▶ Source material
---------------
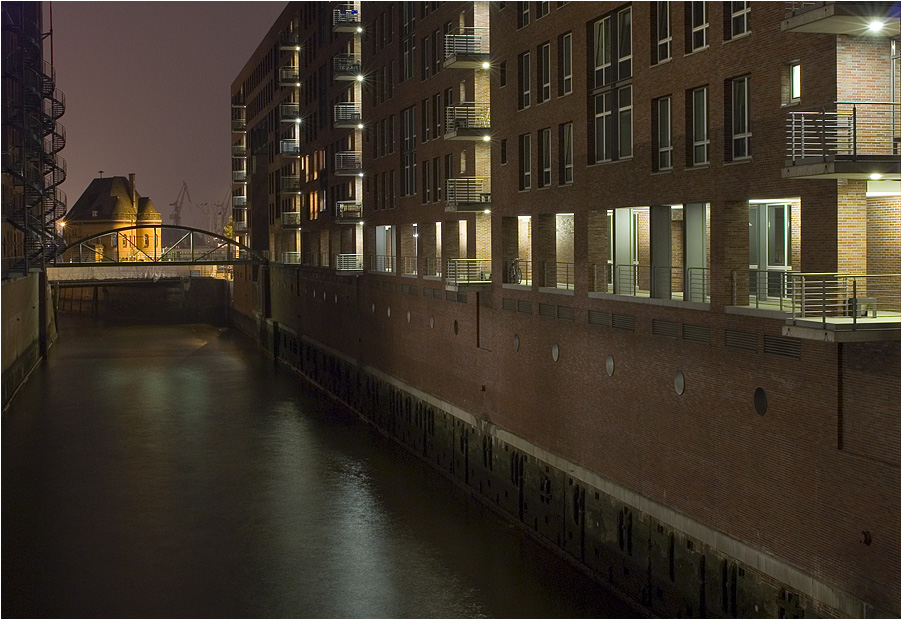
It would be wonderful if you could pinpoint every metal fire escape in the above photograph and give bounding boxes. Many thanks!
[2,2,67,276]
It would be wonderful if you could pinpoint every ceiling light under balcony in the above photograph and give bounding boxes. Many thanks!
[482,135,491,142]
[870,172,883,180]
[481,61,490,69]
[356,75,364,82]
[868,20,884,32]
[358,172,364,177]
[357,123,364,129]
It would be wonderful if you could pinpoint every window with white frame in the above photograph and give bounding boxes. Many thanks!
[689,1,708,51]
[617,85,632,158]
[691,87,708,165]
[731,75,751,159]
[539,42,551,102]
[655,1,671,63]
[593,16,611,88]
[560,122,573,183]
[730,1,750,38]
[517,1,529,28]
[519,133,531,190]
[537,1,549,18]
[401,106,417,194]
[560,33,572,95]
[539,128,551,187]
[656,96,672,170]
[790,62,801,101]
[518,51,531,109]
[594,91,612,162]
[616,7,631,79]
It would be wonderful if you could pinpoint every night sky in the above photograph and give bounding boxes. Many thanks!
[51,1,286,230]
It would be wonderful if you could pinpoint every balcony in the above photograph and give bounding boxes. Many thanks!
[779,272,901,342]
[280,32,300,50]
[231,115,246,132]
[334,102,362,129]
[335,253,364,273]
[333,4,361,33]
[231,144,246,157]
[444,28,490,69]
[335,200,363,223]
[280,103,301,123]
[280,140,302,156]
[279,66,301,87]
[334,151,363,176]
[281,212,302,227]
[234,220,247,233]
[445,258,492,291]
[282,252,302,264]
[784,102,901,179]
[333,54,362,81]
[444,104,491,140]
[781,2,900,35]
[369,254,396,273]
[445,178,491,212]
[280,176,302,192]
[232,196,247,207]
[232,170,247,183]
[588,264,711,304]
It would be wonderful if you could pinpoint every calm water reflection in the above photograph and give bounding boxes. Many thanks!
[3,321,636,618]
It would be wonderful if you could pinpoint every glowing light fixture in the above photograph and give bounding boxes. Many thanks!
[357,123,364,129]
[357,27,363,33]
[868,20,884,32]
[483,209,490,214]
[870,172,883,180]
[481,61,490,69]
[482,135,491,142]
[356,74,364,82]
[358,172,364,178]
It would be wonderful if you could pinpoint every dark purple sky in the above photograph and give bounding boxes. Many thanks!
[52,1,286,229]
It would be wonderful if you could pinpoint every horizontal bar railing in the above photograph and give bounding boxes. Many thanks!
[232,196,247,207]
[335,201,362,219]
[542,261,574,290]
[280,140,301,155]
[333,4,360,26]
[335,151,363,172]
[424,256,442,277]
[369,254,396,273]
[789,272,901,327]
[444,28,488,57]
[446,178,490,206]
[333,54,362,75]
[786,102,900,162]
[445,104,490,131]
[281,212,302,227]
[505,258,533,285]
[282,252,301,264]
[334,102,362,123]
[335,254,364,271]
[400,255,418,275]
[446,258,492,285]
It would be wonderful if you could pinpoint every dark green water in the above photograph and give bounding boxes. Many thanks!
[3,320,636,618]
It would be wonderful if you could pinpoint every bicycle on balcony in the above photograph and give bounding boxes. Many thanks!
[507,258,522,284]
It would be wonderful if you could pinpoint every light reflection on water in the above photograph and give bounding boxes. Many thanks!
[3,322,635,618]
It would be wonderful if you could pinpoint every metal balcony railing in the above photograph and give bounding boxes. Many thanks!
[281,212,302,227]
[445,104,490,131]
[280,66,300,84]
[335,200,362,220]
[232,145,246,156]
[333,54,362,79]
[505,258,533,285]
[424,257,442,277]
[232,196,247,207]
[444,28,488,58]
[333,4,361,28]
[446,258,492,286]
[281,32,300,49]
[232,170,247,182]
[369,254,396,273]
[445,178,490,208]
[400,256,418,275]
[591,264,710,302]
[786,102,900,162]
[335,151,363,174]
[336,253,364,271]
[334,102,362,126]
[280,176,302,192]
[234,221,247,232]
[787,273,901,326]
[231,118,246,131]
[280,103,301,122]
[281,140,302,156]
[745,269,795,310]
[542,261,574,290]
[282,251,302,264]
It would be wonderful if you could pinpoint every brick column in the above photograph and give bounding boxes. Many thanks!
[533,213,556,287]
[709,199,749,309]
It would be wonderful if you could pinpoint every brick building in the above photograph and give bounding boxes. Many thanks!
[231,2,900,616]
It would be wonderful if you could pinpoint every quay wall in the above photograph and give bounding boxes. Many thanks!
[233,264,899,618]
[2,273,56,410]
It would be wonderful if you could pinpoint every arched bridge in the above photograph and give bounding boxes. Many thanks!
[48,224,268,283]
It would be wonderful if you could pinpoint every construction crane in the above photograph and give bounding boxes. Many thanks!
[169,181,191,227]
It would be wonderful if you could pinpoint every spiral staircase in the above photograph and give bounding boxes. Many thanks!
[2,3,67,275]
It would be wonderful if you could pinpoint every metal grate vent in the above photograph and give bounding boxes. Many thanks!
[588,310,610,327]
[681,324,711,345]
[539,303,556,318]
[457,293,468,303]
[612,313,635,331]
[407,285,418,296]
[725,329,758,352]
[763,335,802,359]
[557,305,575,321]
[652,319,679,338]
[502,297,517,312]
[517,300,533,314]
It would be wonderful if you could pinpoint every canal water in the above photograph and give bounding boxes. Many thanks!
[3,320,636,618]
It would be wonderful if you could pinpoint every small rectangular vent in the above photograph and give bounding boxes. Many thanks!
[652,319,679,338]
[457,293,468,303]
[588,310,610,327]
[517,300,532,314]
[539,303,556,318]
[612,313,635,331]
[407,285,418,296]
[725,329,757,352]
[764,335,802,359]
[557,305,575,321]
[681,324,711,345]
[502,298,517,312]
---------------
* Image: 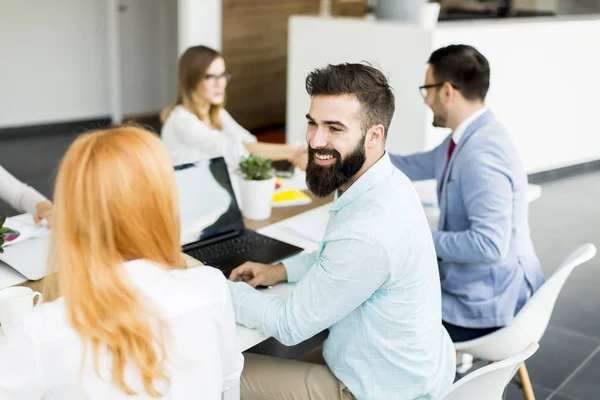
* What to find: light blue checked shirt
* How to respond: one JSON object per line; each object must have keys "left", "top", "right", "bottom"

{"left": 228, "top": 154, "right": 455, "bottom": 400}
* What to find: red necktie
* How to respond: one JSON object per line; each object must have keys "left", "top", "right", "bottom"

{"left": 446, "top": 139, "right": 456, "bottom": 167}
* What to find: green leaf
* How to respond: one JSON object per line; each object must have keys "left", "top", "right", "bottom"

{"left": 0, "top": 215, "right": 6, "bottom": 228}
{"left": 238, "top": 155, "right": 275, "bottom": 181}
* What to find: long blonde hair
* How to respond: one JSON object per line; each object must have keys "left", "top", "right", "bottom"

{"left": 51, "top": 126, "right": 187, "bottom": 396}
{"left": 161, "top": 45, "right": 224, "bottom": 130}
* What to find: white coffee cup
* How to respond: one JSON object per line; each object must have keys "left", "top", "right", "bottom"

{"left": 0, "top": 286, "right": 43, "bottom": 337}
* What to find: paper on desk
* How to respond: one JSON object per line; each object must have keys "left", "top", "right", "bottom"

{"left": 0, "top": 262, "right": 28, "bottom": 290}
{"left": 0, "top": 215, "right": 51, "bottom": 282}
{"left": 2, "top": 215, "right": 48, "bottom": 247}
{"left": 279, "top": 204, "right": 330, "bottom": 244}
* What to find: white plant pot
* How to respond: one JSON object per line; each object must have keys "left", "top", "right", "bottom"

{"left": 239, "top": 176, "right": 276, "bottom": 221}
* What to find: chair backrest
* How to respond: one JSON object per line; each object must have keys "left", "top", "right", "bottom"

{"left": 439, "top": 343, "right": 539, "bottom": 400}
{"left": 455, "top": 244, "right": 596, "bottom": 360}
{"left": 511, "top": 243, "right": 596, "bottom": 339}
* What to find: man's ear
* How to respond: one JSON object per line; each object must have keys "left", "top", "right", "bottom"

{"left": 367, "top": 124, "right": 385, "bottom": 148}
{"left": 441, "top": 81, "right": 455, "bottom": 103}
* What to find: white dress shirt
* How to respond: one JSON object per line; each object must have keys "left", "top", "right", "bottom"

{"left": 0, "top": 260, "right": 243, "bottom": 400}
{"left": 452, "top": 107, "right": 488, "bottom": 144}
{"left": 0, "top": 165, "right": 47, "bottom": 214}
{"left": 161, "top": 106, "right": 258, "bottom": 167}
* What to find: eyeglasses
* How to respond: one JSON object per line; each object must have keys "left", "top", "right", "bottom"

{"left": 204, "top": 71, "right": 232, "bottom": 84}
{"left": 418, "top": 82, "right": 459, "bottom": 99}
---------------
▶ Description of the task
From the records above, show each line that contains the word "What".

▶ Response to this task
* What to find: light blue checked shirt
* What to find: red necktie
* What to find: green leaf
* What to find: long blonde hair
* What to find: white coffee cup
* What to find: paper on desk
* What to find: white plant pot
* What to find: chair backrest
* What to find: man's ear
* What to find: white dress shirt
* What to find: eyeglasses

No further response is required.